DATA SHOWN:
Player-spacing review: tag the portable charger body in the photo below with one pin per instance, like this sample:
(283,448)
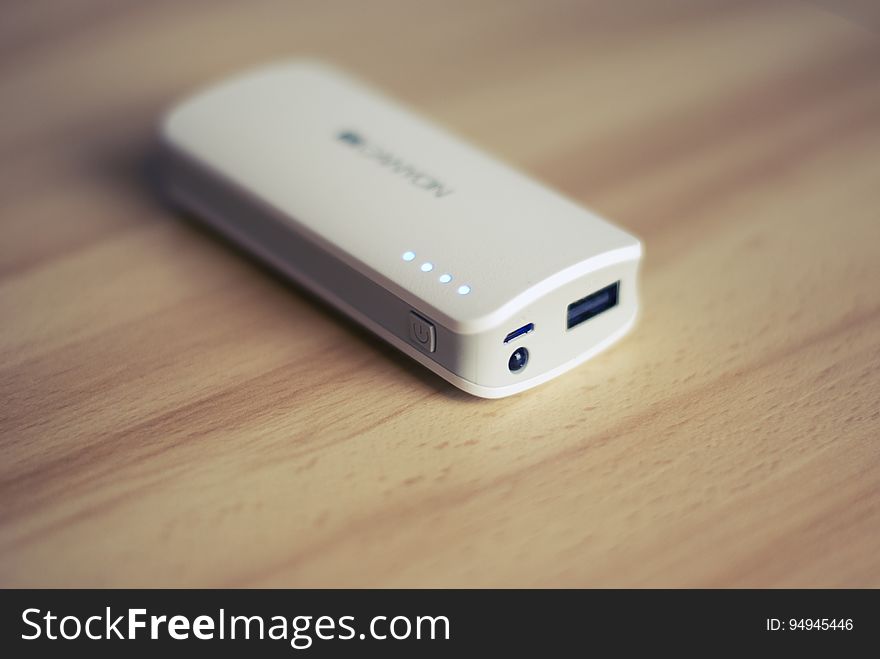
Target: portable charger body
(455,258)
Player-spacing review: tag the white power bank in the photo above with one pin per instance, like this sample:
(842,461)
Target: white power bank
(486,277)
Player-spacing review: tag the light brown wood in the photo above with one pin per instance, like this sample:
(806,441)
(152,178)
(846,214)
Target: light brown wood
(174,414)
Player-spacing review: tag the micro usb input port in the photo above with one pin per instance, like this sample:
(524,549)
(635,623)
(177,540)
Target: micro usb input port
(593,305)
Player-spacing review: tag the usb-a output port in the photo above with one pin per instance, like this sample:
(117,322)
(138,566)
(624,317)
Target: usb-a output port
(593,305)
(525,329)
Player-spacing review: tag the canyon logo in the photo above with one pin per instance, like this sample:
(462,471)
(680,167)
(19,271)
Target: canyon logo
(394,164)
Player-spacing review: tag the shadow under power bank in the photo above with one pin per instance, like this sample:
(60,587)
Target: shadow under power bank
(486,277)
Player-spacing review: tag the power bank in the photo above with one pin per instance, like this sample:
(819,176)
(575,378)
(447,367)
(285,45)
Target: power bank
(489,279)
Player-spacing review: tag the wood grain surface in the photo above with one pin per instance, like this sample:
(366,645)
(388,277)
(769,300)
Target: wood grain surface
(173,414)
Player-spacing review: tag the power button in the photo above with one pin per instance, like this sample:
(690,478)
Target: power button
(422,332)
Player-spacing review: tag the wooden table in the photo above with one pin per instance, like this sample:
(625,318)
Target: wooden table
(174,414)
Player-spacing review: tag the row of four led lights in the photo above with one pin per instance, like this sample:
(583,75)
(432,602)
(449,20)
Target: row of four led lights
(445,278)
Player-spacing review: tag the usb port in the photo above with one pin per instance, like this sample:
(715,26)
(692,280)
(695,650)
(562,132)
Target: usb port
(592,305)
(525,329)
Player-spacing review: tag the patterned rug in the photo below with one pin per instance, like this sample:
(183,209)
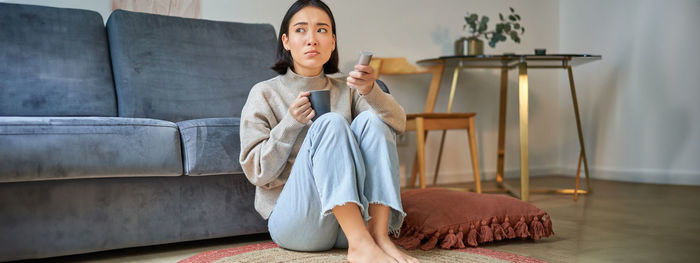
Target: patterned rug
(270,252)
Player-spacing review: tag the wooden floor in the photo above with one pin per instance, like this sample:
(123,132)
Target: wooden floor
(619,222)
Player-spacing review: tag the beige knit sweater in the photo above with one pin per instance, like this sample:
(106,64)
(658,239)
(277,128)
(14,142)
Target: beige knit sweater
(271,137)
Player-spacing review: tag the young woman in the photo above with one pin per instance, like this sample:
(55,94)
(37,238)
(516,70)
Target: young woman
(332,182)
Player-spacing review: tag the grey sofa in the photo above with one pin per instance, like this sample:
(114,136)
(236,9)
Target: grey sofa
(123,135)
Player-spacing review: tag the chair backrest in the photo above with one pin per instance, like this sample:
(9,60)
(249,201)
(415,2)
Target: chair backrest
(54,62)
(401,66)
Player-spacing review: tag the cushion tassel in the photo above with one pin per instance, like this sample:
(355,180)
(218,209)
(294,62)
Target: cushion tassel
(412,242)
(498,233)
(536,228)
(408,231)
(548,225)
(460,238)
(485,233)
(508,229)
(521,228)
(432,242)
(449,240)
(471,236)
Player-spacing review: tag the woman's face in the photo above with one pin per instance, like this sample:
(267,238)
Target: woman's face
(310,40)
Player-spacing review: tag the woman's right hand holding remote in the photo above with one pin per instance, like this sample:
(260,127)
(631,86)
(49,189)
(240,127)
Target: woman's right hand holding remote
(301,108)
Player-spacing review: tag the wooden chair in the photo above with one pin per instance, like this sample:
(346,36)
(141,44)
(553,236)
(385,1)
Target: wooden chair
(429,120)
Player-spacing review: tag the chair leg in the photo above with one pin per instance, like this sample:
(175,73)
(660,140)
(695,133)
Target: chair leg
(420,132)
(437,165)
(475,156)
(414,171)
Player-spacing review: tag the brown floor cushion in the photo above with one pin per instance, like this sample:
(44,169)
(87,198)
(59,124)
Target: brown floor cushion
(454,219)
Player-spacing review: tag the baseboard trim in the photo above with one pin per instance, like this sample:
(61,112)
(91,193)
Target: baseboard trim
(637,176)
(642,175)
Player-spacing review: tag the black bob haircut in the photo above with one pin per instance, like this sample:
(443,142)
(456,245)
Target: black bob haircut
(284,57)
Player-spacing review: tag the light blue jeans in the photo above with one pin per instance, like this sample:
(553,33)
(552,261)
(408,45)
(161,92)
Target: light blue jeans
(337,164)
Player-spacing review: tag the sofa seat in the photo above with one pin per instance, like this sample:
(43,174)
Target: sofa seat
(211,146)
(46,148)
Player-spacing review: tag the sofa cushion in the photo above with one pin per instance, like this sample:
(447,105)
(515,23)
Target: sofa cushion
(176,69)
(211,146)
(54,62)
(44,148)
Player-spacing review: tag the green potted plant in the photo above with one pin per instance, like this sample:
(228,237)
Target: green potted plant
(508,27)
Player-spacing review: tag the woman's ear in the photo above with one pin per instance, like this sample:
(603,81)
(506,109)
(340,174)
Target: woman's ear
(333,43)
(285,41)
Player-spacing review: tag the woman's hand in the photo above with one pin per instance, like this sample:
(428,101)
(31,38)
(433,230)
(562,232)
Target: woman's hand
(301,108)
(362,78)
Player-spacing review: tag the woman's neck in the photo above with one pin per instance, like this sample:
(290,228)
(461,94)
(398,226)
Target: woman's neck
(307,72)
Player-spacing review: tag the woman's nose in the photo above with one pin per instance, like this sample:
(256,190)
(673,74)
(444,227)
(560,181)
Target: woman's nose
(311,40)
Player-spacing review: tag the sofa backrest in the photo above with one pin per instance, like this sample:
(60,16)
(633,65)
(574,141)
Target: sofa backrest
(54,62)
(175,69)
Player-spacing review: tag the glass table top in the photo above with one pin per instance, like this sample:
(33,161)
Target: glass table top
(512,60)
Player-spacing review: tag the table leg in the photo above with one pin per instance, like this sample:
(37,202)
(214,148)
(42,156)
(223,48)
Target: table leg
(502,126)
(578,127)
(523,104)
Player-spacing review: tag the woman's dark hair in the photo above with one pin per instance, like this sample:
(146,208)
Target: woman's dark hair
(284,57)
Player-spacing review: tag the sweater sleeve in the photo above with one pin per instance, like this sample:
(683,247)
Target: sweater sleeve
(266,142)
(383,104)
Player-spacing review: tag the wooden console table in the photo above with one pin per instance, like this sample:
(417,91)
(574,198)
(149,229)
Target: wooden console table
(523,63)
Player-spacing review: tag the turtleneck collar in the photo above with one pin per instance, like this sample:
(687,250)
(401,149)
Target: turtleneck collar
(294,80)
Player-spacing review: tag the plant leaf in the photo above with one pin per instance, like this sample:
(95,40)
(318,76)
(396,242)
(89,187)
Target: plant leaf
(493,41)
(483,25)
(514,36)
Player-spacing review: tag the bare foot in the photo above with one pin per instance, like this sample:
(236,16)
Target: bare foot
(368,251)
(384,242)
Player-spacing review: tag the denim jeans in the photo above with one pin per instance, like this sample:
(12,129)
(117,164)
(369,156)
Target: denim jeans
(336,165)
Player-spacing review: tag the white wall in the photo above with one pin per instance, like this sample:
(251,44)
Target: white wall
(640,103)
(637,103)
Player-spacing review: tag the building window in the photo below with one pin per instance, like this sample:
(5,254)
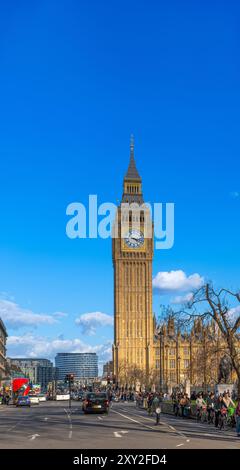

REQUIRED TASK: Copy every line of the data above that contains the word "button". Uppercase and lowercase count as different.

COMPLETE ANSWER:
Player-spacing review: tag the power button in the photo above with one pin per instance, like this sample:
Target: power button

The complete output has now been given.